Reproduce word for word the part of the correction data passage below that begins with the words "Y=-(10/3)X.sup.2+(80/3)X+20/3" and ends after "excessive toner adhesion.".

[[ Passage shown, beginning ]]

Y=-(10/3)X.sup.2+(80/3)X+20/3
[0053] In the present embodiment, coefficients of respective terms
of the function are intended to be the correction data 305. Here,
in the first and the second modes, different functions are to be
applied in accordance with the distance, and therefore it is also
intended to include, in the correction data 305, information about
the extent of distance to which the coefficients of respective
terms are to be applied. Here, for example, the order of the
function can be determined by the number of coefficients.
[0054] As has been described above, inclusion of information, for
example, coefficients for obtaining the function for calculating
the correction amount in the correction data 305, allows for
reducing the amount of the correction data 305, and suppressing the
phenomenon of excessive toner adhesion.
[0055] As has been described above, the correction data 305 is
preliminarily stored in the storage medium 209 of the cartridge
108. The correction data 305 is used by the image forming apparatus
in order to determine, from the exposure amount indicated by the
image data, the correction amount for correcting the exposure
amount of a correction target pixel among a plurality of pixels
indicated by the image data. However, in order to reduce the amount
of the correction data 305 to be stored in the storage medium 209,
the correction data 305 is intended to be data indicating only a
correction amount corresponding to a representative parameter value
of some of a plurality of parameter values of the first parameter
for varying the correction amount. For example, in the first
embodiment, the first parameter value is the distance from an edge
of a pixel. Additionally, in the second embodiment, the first
parameter value is the total number of sheets used for image
formation. Note that the first parameter may be any parameter for
varying the correction amount, without being limited to the
distance from an edge of an image or the total number of sheets
used for image formation. For example, the first parameter may be
at least one of temperature and humidity of the image forming
apparatus. In addition, the first parameter may be a combination of
a plurality of parameters, such as, for example, a combination of
the distance from an edge of an image and the total number of
sheets used for image formation.

[[ Passage shown, end ]]
[[ Stored data, beginning ]]

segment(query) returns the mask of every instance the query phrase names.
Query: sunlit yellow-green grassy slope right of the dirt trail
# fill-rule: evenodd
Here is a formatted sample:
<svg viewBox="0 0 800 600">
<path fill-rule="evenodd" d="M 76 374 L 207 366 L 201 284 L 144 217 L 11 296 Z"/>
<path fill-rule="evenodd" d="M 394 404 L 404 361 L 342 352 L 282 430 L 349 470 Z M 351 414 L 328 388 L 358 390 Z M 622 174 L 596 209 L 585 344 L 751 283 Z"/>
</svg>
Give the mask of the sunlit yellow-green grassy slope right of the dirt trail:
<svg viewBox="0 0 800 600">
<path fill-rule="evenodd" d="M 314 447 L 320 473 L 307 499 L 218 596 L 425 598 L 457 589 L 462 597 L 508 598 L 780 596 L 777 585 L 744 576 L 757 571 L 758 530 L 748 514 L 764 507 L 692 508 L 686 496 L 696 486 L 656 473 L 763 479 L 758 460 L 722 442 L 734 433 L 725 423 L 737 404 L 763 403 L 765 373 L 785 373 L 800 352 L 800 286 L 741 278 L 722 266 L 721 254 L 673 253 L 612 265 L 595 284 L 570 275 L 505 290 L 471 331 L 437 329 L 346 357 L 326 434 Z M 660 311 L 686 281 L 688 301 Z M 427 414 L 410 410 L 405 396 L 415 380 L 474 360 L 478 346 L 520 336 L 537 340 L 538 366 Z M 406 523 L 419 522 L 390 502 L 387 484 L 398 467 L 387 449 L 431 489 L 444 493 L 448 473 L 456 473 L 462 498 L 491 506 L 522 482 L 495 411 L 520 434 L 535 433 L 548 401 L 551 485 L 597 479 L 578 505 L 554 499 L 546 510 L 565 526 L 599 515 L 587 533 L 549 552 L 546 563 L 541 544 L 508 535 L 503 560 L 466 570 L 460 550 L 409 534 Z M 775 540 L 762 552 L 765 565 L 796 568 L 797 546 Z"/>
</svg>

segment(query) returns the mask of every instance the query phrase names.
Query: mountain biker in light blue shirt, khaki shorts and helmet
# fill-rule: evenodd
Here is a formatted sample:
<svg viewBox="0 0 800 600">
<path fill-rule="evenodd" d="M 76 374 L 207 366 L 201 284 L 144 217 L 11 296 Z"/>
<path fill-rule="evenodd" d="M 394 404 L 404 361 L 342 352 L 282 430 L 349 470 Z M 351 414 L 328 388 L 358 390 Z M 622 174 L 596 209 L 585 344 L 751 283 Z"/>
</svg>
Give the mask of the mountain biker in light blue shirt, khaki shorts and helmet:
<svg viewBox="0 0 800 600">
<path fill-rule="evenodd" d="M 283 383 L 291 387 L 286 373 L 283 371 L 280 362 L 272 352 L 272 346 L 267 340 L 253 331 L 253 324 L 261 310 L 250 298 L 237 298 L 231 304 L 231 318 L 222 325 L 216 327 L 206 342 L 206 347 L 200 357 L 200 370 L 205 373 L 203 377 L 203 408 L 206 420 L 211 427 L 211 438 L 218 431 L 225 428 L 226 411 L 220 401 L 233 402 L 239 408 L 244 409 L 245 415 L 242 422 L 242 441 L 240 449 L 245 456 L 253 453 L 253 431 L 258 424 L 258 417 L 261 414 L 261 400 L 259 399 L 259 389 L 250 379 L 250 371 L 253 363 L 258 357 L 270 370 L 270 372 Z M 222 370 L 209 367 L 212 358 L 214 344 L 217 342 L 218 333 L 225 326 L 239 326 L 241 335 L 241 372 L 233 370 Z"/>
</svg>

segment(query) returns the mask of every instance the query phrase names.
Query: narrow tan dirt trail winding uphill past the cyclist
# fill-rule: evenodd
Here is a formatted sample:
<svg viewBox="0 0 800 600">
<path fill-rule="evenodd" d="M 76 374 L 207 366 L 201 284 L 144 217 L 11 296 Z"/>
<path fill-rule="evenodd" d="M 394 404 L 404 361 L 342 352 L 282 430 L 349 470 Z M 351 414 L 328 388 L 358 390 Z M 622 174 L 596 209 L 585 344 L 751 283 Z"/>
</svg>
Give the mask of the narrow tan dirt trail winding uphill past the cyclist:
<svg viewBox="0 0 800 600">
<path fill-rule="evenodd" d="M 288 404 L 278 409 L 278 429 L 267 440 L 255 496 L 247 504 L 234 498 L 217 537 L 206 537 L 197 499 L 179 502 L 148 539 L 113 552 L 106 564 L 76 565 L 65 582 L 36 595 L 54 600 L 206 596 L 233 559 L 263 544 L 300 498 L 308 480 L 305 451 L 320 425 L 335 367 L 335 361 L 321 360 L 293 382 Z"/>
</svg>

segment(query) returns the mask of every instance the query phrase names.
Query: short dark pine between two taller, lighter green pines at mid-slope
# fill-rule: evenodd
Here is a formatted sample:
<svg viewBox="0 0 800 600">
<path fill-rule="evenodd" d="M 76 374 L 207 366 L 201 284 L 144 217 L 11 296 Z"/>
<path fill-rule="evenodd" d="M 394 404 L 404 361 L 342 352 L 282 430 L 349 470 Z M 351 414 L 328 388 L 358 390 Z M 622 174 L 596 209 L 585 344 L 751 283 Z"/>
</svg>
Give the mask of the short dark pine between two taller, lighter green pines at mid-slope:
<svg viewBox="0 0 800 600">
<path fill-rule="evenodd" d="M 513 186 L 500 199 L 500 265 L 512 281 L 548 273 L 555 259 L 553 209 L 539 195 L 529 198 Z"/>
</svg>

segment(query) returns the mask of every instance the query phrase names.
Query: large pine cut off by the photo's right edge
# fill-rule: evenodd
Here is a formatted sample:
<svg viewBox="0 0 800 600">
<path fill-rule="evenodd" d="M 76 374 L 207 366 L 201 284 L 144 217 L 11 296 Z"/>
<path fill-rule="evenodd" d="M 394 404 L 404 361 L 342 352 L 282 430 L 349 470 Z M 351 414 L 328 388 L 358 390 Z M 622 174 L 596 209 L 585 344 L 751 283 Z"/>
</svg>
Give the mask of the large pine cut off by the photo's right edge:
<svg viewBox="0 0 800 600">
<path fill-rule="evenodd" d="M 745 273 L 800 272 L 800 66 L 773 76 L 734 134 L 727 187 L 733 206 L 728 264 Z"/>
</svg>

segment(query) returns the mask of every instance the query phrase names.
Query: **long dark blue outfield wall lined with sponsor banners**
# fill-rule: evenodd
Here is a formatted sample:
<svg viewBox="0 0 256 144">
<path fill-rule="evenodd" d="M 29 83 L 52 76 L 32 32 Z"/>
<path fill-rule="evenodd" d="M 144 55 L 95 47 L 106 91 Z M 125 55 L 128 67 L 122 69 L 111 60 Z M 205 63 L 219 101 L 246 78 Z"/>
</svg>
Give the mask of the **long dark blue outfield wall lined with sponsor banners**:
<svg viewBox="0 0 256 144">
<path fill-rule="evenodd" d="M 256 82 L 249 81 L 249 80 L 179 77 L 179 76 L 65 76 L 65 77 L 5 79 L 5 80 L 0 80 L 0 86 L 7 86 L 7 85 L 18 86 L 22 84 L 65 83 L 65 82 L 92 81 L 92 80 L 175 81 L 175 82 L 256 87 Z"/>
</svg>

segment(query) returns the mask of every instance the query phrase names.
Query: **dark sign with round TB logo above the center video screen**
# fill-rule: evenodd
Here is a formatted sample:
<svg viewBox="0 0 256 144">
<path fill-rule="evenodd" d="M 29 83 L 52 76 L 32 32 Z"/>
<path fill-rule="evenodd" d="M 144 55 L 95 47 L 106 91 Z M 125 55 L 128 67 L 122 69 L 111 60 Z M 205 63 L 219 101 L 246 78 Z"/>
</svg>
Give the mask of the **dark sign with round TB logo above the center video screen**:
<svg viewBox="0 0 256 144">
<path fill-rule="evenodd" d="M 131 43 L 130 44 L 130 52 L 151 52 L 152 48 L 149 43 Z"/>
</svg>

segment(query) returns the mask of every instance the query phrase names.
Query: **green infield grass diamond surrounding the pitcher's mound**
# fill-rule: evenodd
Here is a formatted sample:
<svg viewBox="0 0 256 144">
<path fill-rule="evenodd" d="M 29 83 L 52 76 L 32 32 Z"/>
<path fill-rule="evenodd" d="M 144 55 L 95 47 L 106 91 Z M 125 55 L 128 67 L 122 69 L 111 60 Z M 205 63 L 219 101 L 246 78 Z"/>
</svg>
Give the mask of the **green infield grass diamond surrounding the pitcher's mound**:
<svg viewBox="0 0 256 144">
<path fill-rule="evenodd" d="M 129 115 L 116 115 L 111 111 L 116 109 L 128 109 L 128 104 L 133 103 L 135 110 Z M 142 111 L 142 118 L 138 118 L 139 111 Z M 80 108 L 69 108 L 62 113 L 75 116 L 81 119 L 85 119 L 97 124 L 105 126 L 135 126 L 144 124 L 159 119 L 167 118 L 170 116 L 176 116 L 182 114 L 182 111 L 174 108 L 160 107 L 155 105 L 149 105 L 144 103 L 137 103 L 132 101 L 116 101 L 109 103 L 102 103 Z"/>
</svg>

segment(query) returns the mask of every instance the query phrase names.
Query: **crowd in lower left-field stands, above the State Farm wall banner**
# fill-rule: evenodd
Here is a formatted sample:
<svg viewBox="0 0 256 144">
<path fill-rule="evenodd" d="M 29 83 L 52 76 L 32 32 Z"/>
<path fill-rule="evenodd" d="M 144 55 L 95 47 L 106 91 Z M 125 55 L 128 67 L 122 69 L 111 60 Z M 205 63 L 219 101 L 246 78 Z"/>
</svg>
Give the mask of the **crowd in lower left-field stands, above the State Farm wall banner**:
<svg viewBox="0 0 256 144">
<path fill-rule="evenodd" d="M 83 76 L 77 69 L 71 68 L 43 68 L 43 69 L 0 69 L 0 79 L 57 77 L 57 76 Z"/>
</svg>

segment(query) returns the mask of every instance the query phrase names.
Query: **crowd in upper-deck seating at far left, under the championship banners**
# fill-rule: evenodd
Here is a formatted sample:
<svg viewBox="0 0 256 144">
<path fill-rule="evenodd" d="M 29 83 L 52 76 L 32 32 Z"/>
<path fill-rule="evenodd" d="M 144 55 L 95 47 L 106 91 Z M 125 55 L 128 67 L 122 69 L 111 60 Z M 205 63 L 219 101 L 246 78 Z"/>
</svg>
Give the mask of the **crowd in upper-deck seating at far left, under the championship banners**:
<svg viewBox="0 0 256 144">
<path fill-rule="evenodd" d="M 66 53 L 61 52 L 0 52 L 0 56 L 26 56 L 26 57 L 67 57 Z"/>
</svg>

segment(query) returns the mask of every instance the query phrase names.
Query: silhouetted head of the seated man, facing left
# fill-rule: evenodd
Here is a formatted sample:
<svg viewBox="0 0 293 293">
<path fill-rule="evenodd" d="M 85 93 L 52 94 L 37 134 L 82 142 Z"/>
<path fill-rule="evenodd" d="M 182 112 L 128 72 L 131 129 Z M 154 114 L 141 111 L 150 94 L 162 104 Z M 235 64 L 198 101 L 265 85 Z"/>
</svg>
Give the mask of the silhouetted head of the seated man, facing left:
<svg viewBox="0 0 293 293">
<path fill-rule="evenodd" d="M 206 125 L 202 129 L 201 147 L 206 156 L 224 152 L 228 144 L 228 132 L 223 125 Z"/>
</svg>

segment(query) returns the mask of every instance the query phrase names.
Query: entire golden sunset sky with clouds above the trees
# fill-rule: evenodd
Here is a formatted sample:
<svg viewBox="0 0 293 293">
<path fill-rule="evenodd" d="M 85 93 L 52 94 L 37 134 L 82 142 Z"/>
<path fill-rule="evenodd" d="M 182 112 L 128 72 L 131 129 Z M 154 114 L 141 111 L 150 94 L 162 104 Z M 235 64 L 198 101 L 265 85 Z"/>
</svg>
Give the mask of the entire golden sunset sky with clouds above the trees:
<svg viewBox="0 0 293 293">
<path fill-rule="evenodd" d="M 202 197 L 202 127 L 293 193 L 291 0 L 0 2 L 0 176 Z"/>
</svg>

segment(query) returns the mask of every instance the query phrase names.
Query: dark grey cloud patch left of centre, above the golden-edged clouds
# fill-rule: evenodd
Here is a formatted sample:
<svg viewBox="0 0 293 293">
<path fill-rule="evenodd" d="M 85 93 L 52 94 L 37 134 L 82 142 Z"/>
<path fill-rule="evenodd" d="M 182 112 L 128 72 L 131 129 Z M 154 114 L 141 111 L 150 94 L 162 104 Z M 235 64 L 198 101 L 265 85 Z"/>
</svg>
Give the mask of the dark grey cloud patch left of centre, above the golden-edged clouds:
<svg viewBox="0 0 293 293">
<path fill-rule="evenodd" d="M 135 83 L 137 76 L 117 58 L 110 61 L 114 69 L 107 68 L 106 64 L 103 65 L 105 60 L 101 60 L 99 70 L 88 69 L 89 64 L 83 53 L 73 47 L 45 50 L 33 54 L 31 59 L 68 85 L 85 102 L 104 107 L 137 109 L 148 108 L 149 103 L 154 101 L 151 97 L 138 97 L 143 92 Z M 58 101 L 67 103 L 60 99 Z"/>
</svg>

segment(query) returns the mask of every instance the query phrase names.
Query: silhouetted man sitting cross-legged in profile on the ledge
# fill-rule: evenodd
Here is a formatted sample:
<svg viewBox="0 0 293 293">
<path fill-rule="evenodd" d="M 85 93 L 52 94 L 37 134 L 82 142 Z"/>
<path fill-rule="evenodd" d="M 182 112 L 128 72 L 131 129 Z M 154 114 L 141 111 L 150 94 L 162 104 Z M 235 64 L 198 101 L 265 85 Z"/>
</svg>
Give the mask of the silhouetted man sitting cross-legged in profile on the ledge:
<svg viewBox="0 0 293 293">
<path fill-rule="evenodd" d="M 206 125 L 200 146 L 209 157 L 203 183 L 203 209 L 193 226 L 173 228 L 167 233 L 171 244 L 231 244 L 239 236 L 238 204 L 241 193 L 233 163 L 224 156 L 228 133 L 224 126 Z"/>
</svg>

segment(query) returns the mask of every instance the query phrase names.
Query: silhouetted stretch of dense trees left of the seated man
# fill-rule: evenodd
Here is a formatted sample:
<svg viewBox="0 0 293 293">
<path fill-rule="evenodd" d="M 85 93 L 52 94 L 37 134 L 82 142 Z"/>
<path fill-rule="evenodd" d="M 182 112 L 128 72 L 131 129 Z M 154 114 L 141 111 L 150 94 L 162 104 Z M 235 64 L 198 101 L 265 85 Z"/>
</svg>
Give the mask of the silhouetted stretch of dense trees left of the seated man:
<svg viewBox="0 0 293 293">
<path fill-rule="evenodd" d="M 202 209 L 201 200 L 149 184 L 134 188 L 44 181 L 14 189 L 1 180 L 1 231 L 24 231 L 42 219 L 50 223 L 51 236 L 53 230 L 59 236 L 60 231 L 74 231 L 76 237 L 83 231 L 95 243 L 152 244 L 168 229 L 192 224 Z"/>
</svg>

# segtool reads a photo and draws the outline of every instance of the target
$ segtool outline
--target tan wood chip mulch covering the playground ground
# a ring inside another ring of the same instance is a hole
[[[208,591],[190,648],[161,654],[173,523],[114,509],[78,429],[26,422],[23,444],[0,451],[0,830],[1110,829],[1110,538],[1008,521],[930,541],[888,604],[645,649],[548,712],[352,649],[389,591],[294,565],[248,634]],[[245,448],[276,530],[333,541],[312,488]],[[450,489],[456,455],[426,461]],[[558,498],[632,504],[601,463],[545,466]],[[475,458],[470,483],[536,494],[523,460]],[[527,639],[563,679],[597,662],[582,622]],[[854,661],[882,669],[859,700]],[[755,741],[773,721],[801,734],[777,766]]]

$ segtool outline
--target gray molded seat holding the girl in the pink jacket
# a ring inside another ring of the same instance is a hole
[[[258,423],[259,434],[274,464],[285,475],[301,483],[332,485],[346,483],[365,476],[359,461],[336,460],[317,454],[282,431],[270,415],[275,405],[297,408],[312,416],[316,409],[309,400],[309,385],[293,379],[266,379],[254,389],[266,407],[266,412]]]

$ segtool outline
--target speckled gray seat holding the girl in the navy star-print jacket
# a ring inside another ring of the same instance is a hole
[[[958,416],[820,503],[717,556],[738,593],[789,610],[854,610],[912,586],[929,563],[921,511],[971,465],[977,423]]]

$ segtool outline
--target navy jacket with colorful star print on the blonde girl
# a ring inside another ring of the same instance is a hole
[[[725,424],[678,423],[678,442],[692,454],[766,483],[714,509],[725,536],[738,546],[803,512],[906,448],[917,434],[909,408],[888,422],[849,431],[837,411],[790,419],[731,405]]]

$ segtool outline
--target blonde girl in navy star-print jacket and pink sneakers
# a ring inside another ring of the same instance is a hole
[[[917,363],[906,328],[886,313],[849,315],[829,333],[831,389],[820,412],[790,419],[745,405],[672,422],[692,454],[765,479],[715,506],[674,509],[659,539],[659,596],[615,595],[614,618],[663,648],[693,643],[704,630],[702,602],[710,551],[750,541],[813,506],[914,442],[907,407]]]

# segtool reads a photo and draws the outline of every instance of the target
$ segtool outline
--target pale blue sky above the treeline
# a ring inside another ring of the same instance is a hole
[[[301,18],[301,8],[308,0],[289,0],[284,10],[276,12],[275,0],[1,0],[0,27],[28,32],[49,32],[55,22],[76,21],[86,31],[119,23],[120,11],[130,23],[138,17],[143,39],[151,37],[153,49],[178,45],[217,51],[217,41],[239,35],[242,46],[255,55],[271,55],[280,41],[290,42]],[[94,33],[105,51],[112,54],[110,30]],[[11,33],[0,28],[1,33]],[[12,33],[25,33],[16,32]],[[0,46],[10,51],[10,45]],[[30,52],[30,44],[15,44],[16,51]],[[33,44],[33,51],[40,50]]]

[[ Stored data, end ]]

** Written reply **
Y=-(10/3)X.sup.2+(80/3)X+20/3
[0053] In the present embodiment, coefficients of respective terms
of the function are intended to be the correction data 305. Here,
in the first and the second modes, different functions are to be
applied in accordance with the distance, and therefore it is also
intended to include, in the correction data 305, information about
the extent of distance to which the coefficients of respective
terms are to be applied. Here, for example, the order of the
function can be determined by the number of coefficients.
[0054] As has been described above, inclusion of information, for
example, coefficients for obtaining the function for calculating
the correction amount in the correction data 305, allows for
reducing the amount of the correction data 305, and suppressing the
phenomenon of excessive toner adhesion.